═══ Document ═══

Options granted under the Plan may be Incentive Stock Options or
Nonstatutory Stock Options, as determined by the Administrator at the time of
grant. Stock Purchase Rights may also be granted under the Plan.
2. Definitions. As used herein, the following definitions shall apply:
(a) "Administrator" means the Board or any of its Committees as
shall be administering the Plan, in accordance with Section 4 of the Plan.
(b) "Applicable Laws" means the requirements relating to the
administration of stock option plans under U. S. state corporate laws, U.S.
federal and state securities laws, the Code, any stock exchange or quotation
system on which the Common Stock is listed or quoted and the applicable laws of
any foreign country or jurisdiction where Options or Stock Purchase Rights are,
or will be, granted under the Plan.
(c) "Board" means the Board of Directors of the Company.
(d) "Code" means the Internal Revenue Code of 1986, as amended.
(e) "Committee" means a committee of Directors appointed by the
Board in accordance with Section 4 of the Plan.
(f) "Common Stock" means the common stock of the Company.
(g) "Company" means Indus International, Inc., a Delaware
corporation.
(h) "Consultant" means any person, including an advisor, engaged
by the Company or a Parent or Subsidiary to render services to such entity.
(i) "Director" means a member of the Board.
(j) "Disability" means total and permanent disability as defined
in Section 22(e)(3) of the Code.

═══

◆ **Stated task 1**: In the stock option plan definitions, what does "Code" mean?
◆ **Stated task 2**: Swap "segmenter" for "labeler" in the listing, from its start through the line containing "M 146 12 L 130", and return only those lines with nothing else changed.

═══ Given data ═══

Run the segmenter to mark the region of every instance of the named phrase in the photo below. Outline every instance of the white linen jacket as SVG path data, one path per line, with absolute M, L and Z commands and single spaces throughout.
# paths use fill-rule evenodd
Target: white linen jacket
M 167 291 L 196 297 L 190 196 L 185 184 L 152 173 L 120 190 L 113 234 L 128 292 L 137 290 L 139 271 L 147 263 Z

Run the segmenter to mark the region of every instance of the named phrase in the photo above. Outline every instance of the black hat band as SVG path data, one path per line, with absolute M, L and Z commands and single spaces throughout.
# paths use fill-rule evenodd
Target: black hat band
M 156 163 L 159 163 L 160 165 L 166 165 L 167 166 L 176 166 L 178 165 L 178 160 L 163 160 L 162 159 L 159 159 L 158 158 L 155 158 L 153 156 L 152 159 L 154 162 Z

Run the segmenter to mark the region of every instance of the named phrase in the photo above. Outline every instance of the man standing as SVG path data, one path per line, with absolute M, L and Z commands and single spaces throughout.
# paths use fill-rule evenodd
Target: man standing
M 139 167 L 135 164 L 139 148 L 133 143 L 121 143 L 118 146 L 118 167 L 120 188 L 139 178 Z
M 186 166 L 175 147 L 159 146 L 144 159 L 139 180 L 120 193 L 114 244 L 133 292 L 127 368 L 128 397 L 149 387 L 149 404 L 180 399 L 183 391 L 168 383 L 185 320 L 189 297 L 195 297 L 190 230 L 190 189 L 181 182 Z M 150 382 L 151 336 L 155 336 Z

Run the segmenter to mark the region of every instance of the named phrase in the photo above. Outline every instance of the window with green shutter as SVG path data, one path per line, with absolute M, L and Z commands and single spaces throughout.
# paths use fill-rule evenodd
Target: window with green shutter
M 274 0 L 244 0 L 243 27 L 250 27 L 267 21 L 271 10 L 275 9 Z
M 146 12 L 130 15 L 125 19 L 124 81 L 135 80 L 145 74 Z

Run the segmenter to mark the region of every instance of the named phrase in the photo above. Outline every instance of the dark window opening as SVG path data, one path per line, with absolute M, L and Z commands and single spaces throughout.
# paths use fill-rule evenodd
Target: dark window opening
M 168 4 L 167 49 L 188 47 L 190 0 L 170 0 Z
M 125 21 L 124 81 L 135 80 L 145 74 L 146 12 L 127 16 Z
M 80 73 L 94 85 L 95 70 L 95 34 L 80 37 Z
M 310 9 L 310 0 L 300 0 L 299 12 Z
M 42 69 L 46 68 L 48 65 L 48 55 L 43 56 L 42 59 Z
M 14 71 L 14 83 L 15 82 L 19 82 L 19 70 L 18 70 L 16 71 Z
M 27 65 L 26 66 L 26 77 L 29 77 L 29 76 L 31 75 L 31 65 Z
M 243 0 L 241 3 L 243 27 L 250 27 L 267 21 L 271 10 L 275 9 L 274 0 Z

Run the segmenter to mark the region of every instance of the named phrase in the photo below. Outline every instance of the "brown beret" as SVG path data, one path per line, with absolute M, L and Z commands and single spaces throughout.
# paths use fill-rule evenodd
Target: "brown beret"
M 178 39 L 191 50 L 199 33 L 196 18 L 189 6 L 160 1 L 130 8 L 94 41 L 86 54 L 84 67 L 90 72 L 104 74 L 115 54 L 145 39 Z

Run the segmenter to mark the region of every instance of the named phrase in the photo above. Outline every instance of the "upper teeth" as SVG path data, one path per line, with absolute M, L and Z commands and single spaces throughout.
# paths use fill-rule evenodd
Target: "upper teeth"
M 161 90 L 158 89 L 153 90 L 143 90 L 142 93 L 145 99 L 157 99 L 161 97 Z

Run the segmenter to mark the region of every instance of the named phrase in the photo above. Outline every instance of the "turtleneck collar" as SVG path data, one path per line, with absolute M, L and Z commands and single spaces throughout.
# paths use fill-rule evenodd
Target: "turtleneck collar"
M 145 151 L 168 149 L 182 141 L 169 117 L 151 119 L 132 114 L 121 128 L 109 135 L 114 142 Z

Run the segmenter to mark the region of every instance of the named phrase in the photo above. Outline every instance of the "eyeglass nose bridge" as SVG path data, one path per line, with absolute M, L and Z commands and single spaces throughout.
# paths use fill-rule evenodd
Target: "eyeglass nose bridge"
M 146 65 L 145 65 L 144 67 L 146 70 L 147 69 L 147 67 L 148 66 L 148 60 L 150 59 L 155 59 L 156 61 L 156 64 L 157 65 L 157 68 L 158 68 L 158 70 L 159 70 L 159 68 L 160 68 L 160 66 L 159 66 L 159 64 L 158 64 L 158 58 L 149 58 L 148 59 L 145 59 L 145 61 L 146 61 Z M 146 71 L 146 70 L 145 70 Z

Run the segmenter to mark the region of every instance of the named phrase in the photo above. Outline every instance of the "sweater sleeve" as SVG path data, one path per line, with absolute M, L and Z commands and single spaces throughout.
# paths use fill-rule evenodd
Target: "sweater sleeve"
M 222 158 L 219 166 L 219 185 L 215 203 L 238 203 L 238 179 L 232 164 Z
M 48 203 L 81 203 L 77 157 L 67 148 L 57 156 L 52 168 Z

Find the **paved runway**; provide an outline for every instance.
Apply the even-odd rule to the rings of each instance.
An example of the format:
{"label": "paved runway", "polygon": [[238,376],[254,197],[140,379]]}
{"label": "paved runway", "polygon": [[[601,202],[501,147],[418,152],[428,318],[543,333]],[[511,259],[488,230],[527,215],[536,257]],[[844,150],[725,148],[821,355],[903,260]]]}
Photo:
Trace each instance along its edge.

═══

◆ **Written answer 1**: The Internal Revenue Code of 1986, as amended.

◆ **Written answer 2**:
Run the labeler to mark the region of every instance of the named phrase in the photo below. Outline every instance of the white linen jacket as SVG path data, one path per line, with absolute M, L and Z commands and single spaces throughout.
# paths use fill-rule evenodd
Target: white linen jacket
M 167 291 L 196 297 L 190 196 L 185 184 L 152 173 L 120 190 L 113 234 L 128 292 L 137 290 L 139 271 L 147 263 Z

Run the labeler to mark the region of every instance of the named phrase in the photo above. Outline every instance of the black hat band as SVG path data, one path per line, with absolute M, L and Z commands and single spaces throughout.
# paths use fill-rule evenodd
Target: black hat band
M 156 163 L 159 163 L 160 165 L 166 165 L 167 166 L 176 166 L 178 165 L 178 160 L 163 160 L 162 159 L 159 159 L 158 158 L 155 158 L 153 156 L 152 159 L 154 162 Z

Run the labeler to mark the region of every instance of the named phrase in the photo above. Outline every instance of the man standing as SVG path data, one path per line, with absolute M, L and Z commands and single spaces throughout.
# paths use fill-rule evenodd
Target: man standing
M 139 167 L 135 164 L 139 148 L 133 143 L 121 143 L 118 146 L 118 167 L 120 188 L 139 178 Z
M 186 166 L 175 147 L 159 146 L 144 159 L 139 180 L 120 193 L 114 244 L 133 292 L 127 368 L 128 397 L 149 387 L 149 404 L 180 399 L 183 391 L 168 383 L 185 320 L 189 297 L 195 297 L 190 230 L 190 189 L 181 182 Z M 150 382 L 151 336 L 155 336 Z

Run the labeler to mark the region of every instance of the named phrase in the photo above. Outline every instance of the window with green shutter as SVG path data, one path per line, with absolute M, L and Z commands and single spaces throughout.
# paths use fill-rule evenodd
Target: window with green shutter
M 274 0 L 244 0 L 243 27 L 250 27 L 267 21 L 271 10 L 275 9 Z
M 146 12 L 130 15 L 125 19 L 124 81 L 135 80 L 145 74 Z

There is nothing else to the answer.